Grand Slam singles results
- Australian Open: Q1 (2026)

Doubles
- Career record: 1–2 (at ATP Tour level, Grand Slam level, and in Davis Cup)
- Career titles: 0
- Highest ranking: No. 464 (28 October 2024)
- Current ranking: No. 1,270 (14 September 2026)

Team competitions
- Davis Cup: 0–1

= Henry Bernet =

Swiss tennis player (born 2007)

Henry Bernet (born 25 January 2007) is a Swiss professional tennis player. He has a career-high ATP singles ranking of No. 397 achieved on 13 July 2026 and a doubles ranking of No. 464 reached on 28 October 2024.

Bernet won the boys' singles title at the 2025 Australian Open. He represents Switzerland at the Davis Cup, where he has a W/L record of 0–1.

==Early life==
Bernet was born in Basel to father Robert and mother Michèle. He has a brother, Louis, and a sister, Amy. He began playing tennis at the age of four, introduced to the sport by his brother. He also played youth football with BSC Old Boys and FC Basel. In tennis, he represented TC Old Boys, of which his aunt, Marianne Bernet, is the club president. In 2022, he moved to Biel to train at the Swiss Tennis National Tennis Center under coach Kai Stentenbach.

==Junior career==
Bernet had successful results on the ITF junior circuit, maintaining a 106–38 singles win-loss record. In May 2022, he won the J5 event in Jönköping, Sweden after defeating top seed Saba George Nanobashvili in the final. In July, he was selected to represent Switzerland at the 2022 European Youth Summer Olympic Festival. Later that year, he won the J4 event in Rhodes, Greece and both the singles and doubles titles at the J5 event in Leimen, Germany.

In January 2023, Bernet won the J100 Salk Open in Bromma, defeating top seed Albert Saar in the final. In May, he and partner Tymur Bieldiugin won the doubles title at the J200 Panaceo ITF Junior Cup in Villach, Austria. In August, he reached the final of the J200 Baublies Jugend Cup in Renningen-Rutesheim, but lost to wildcard Tom Sickenberger. The following month, he reached the semifinals of the U16 Tennis European Junior Championships in singles and won the doubles title with compatriot Flynn Thomas.

Work request: List every relative of Henry Bernet who is named in the profile above, along with each one's relation to him.

Material supplied:
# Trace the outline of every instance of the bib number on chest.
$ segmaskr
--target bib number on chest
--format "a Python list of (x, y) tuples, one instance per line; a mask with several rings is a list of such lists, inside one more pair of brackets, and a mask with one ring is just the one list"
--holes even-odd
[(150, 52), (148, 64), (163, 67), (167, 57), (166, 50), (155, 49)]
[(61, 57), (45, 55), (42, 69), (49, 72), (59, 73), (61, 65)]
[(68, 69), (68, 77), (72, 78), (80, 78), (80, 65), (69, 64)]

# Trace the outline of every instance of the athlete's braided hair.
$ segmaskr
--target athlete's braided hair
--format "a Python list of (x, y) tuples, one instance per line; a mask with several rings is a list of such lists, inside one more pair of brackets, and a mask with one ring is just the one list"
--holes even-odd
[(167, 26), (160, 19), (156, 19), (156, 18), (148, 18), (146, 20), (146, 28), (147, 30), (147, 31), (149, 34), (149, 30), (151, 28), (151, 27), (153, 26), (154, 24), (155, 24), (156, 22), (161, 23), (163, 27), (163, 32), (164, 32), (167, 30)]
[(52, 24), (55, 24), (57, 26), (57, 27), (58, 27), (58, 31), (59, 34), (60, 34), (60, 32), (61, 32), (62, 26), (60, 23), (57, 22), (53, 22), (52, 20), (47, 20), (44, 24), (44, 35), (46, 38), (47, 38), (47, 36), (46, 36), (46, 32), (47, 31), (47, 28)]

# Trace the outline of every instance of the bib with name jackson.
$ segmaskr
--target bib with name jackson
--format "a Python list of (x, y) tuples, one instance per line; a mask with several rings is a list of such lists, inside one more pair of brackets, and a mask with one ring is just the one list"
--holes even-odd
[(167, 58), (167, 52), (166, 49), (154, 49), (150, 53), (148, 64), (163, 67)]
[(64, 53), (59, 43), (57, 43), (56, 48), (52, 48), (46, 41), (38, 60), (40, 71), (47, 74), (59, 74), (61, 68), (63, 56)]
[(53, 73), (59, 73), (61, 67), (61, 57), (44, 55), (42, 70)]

Task solution:
- Robert: father
- Michèle: mother
- Louis: brother
- Amy: sister
- Marianne Bernet: aunt